• Passage for review:

^^^^^^^^^^^^^^^^

The total number of compounds grew by 13%, from 12 362 (version 19.1) to 14 003 (version 21.1). 9442 of these compounds participate in reactions, and 13 725 have structures. Most MetaCyc compounds also contain standard Gibbs free energy of formation (ΔfG′°) values, most of which are computed by Pathway Tools using an algorithm developed internally that is based on techniques by Jankowski et al. (11) and Alberty (12). As of August 2017, a total of 13 760 compounds include these Gibbs free energy values.

Reactions

The total number of enzymatic reactions grew by 13%, from 12 701 (version 19.1) to 14 347 (version 21.1). The number of total reactions (including non-enzymatic) is 15 691. MetaCyc uses a reaction-balance-checking algorithm that checks not only for elemental composition but also for electric charge. Unlike many reaction resources available online, the vast majority of MetaCyc reactions are completely balanced, taking into account the protonation state of the compounds (which is the state most prevalent at pH 7.3). As of August 2017, MetaCyc contains 14 302 balanced reactions. The remaining 1389 reactions cannot be balanced due to assorted reasons (for example, a reaction may describe a polymeric process, such as the hydrolysis of a polymer of an undefined length, may involve an ‘n’ coefficient, or may involve a substrate that lacks a defined structure, such as ‘an aldose’).

MetaCyc reactions also contain standard change in Gibbs free energy (ΔrG′°) values that are computed based on the ΔfG′° values computed for compounds. As of August 2017, a total of 13 877 reactions include these Gibbs free energy values.

^^^^^^^^^^^^^^^^

(Stored dataset items)

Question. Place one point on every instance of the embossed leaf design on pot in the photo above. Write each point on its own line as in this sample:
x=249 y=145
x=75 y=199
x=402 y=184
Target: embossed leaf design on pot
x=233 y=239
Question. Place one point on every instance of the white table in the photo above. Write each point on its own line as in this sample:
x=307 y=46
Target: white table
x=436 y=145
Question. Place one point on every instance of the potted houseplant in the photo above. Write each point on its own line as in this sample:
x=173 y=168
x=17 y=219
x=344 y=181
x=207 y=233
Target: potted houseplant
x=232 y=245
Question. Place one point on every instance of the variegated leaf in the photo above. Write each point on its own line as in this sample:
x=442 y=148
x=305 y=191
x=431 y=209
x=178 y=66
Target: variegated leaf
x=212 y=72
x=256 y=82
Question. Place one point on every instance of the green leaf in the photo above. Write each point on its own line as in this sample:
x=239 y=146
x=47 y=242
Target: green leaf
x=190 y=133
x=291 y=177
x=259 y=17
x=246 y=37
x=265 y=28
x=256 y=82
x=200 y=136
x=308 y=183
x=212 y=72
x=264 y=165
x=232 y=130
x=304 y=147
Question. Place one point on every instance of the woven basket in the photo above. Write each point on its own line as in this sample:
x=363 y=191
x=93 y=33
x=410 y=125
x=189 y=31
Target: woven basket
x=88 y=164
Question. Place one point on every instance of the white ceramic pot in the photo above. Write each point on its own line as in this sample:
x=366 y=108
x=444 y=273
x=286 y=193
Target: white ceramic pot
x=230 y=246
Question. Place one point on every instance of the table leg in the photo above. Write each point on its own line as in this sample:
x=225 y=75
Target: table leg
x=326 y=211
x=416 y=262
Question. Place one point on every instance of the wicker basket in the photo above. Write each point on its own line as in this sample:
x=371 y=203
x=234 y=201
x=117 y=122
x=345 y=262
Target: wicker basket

^^^^^^^^^^^^^^^^

• Required actions:
(A) Rewrite the paragraph of the MetaCyc passage that begins "The total number of enzymatic reactions grew" as a bulleted list, keeping its main facts.
(B) Summarize the MetaCyc passage in two sentences.

• Answers for this exercise:
(A)
- Enzymatic reactions grew by 13%, from 12 701 (version 19.1) to 14 347 (version 21.1).
- Total reactions, including non-enzymatic ones, number 15 691.
- The reaction-balance-checking algorithm checks both elemental composition and electric charge.
- Unlike many online reaction resources, the vast majority of MetaCyc reactions are completely balanced, accounting for the protonation state of compounds most prevalent at pH 7.3.
- As of August 2017, 14 302 reactions are balanced.
- The remaining 1389 cannot be balanced for various reasons, such as describing a polymeric process of undefined length, involving an 'n' coefficient, or involving a substrate without a defined structure, like 'an aldose'.

(B) From version 19.1 to version 21.1, MetaCyc's compounds grew by 13% to 14 003 and its enzymatic reactions by 13% to 14 347, and most compounds and reactions carry computed Gibbs free energy values. MetaCyc checks reactions for both elemental and charge balance, and as of August 2017, 14 302 reactions were balanced while 1389 could not be.